- PAGE
Create Accessible Captions and Transcripts

Captions and transcripts are valuable tools that provide access to audio content. Captions describe dialogue, music, and sound effects in videos, while transcripts are documents that describe audio-only and video-only content, such as podcasts and animations.

To learn more about when and why to use captions and transcripts, review the resource Creating Accessible Synchronized Media.

General Guidelines for Captions

Captions are typically required for videos that have an audio track. When creating captions for any pre-recorded video with audio, follow these general guidelines:

Synchronize the captions to the corresponding audio in the audio track. The text and the speech or sound that the text describes must appear at the same time.
Use appropriate spelling, grammar, and punctuation. Captions must have at least 99% accuracy to be readable.
Keep captions on screen long enough for viewers to read the text.
Keep captions off the screen when no meaningful sounds are introduced.
Use a consistent style throughout the captions for identifying speakers, sound effects, and music.

General Guidelines for Transcripts

When creating transcripts for videos and audio-only and video-only content, follow these guidelines:

For audio-only content, use the same guidelines as captions for determining which sounds to transcribe and what audio information must be included.
For video content, use the same guidelines as audio descriptions for determining which imagery to describe and what visual information must be included.
Ensure that users can access the transcript in the same place as the original content.
Provide the transcript in an accessible format, like a Section 508-conformant web page, a plain text file, or a conformant Microsoft Word document.

Creating a Caption-Friendly Video

The best way to make content accessible is to plan for it from the beginning. You can make your video caption-friendly as you plan and develop it and avoid several major accessibility issues when it’s time to make the captions.

When creating video content, follow these guidelines:

Avoid overlapping voices whenever possible.

- Image lines on named regions
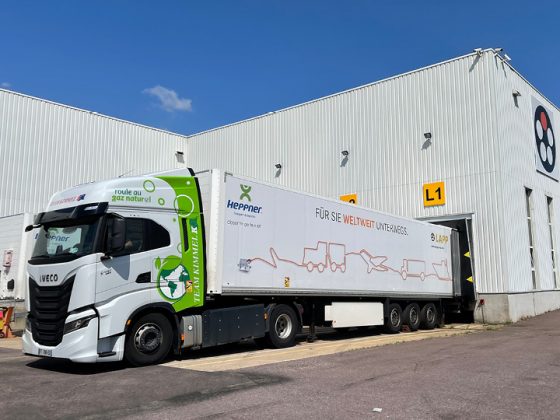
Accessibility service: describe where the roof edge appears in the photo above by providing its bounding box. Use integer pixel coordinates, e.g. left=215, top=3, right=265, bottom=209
left=0, top=88, right=188, bottom=139
left=187, top=48, right=495, bottom=140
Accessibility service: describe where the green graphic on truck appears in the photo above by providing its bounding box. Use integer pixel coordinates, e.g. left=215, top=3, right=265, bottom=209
left=154, top=176, right=205, bottom=312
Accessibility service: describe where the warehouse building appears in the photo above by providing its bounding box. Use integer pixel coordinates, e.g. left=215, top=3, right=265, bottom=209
left=0, top=89, right=186, bottom=303
left=0, top=49, right=560, bottom=322
left=187, top=49, right=560, bottom=322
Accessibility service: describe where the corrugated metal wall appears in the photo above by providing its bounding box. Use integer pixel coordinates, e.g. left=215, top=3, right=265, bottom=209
left=187, top=52, right=508, bottom=292
left=0, top=90, right=186, bottom=216
left=494, top=60, right=560, bottom=292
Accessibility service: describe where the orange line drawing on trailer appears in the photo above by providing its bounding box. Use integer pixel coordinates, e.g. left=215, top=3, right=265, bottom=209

- TASKS TO COMPLETE
a) Answer these questions from the page, one per line:
(i) What level of accuracy must captions have to be readable?
(ii) Which three accessible formats are listed for providing a transcript?
(iii) What should be avoided whenever possible when creating video content?
b) Switch "place" to "location" and write out the part of the page starting with "Keep captions off" and going on through "Microsoft Word document.".
None of the lines are needed for this work.

- ANSWER SET
a)
(i) At least 99% accuracy.
(ii) A Section 508-conformant web page, a plain text file, or a conformant Microsoft Word document.
(iii) Overlapping voices.

b)
Keep captions off the screen when no meaningful sounds are introduced.
Use a consistent style throughout the captions for identifying speakers, sound effects, and music.

General Guidelines for Transcripts

When creating transcripts for videos and audio-only and video-only content, follow these guidelines:

For audio-only content, use the same guidelines as captions for determining which sounds to transcribe and what audio information must be included.
For video content, use the same guidelines as audio descriptions for determining which imagery to describe and what visual information must be included.
Ensure that users can access the transcript in the same location as the original content.
Provide the transcript in an accessible format, like a Section 508-conformant web page, a plain text file, or a conformant Microsoft Word document.